------ EXTRACTED MATERIAL

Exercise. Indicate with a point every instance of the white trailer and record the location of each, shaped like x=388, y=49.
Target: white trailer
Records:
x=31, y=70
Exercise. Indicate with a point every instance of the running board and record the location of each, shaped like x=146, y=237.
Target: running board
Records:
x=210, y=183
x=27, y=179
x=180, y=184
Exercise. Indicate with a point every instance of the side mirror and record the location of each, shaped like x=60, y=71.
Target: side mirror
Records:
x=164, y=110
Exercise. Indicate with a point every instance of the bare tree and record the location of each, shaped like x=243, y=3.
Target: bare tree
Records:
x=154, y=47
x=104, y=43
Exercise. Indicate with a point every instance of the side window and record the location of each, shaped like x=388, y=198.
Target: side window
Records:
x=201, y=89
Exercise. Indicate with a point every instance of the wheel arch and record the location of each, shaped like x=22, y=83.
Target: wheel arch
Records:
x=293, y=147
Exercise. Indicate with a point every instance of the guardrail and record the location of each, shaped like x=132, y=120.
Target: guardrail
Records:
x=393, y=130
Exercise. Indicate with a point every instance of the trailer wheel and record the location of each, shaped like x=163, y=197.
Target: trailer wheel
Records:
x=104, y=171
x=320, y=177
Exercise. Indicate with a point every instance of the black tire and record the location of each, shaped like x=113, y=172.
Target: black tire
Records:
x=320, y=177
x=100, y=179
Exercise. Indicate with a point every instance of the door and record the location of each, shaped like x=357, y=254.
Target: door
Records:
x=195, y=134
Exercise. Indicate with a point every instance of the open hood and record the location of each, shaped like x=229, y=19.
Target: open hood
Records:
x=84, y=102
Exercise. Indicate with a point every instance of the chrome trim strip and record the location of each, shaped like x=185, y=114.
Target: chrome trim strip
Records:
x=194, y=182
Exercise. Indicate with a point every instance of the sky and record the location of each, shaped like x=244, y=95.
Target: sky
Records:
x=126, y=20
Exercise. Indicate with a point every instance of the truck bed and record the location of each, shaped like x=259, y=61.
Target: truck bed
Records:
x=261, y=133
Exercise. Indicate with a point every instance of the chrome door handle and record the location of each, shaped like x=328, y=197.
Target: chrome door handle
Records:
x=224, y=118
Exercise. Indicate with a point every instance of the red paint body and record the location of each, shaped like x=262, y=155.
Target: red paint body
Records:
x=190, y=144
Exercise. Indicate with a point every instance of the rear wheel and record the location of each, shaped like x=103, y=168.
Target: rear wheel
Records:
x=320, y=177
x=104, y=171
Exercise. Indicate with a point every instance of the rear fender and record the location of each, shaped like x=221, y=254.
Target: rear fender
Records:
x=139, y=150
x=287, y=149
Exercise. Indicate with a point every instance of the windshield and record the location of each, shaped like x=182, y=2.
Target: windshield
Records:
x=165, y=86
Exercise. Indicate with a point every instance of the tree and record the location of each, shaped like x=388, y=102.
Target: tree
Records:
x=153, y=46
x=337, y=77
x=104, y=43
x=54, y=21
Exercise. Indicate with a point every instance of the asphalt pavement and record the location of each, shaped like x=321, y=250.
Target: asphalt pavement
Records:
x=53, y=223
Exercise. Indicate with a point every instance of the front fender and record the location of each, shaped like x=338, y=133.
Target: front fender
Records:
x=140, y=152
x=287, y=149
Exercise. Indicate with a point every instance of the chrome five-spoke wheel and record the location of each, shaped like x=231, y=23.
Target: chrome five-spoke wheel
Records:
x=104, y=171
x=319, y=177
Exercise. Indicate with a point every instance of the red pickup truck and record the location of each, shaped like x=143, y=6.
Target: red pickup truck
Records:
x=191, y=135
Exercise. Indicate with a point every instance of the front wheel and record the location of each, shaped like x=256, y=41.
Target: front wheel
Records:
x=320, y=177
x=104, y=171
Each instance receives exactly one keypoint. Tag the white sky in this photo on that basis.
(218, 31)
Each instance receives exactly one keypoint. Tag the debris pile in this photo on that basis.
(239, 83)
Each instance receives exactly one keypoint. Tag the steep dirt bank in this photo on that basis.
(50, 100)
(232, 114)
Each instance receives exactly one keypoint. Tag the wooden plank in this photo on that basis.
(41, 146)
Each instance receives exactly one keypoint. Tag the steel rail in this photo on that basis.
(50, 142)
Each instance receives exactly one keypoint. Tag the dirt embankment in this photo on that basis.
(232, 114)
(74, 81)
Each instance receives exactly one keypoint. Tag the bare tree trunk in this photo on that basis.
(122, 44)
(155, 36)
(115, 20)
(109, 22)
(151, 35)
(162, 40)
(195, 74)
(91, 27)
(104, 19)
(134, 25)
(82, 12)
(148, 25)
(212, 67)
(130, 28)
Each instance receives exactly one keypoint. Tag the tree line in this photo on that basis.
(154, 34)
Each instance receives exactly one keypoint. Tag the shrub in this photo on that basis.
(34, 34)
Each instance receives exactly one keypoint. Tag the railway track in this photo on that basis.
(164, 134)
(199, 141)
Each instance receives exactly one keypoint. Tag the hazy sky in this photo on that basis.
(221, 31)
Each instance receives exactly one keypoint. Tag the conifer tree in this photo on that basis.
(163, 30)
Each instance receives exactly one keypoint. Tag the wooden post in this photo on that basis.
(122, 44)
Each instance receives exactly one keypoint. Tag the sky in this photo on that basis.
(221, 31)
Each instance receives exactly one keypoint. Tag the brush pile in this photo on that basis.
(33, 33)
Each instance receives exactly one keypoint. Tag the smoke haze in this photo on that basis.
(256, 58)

------------
------ EXTRACTED MATERIAL

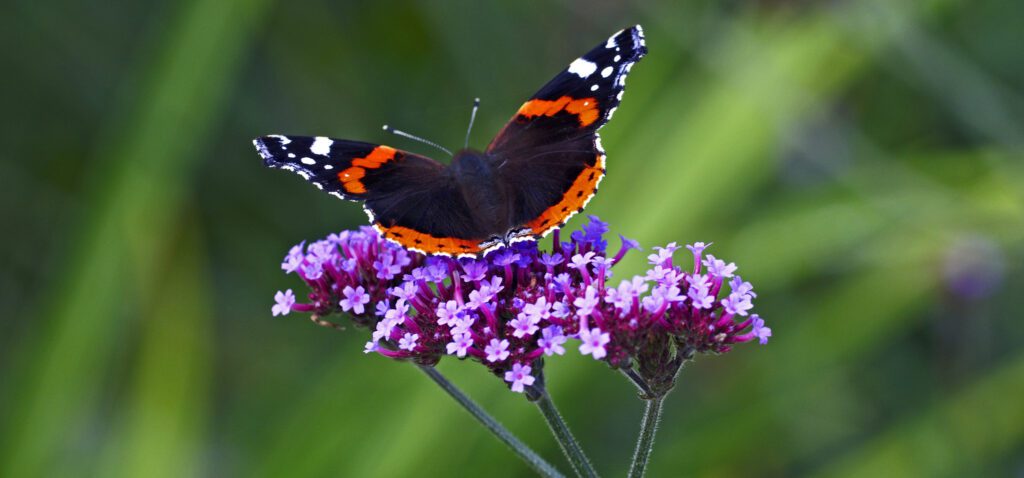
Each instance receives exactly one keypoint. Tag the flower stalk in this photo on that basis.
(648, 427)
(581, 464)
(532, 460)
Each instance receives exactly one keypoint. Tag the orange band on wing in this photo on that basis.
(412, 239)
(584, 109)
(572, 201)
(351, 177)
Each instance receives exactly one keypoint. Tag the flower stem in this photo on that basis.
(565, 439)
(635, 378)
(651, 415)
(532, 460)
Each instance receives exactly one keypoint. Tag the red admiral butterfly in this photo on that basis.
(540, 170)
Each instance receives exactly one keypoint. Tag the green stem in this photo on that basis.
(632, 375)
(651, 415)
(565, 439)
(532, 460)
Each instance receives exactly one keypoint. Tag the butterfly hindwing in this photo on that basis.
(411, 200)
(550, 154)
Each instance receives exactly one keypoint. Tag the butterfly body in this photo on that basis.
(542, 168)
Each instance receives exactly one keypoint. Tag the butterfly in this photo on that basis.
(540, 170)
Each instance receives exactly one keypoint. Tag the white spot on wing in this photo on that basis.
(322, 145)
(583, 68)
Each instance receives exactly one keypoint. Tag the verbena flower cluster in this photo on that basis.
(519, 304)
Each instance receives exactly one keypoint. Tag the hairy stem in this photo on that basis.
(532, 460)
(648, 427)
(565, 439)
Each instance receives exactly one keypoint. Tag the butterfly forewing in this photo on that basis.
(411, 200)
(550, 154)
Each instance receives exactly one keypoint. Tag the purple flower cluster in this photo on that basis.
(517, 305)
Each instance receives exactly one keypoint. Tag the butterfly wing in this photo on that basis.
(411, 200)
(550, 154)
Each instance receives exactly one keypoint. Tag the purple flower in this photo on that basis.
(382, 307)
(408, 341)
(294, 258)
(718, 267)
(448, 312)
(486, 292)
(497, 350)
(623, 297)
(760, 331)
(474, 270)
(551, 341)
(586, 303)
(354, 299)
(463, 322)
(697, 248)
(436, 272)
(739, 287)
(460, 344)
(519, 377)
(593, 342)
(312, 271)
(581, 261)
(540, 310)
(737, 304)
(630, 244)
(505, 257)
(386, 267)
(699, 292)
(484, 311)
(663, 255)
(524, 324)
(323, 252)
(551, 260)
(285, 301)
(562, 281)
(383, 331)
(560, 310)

------------

* [YOUR TASK]:
Each line in the data where the string "side" occurs should be identified and copied.

* [SOLUTION]:
Exercise. Indicate with a point every instance of the side mirror and record the location of each, shaped like x=60, y=71.
Target: side mirror
Exercise. Indicate with a point every instance of the side window and record the location of each, shaped like x=388, y=198.
Target: side window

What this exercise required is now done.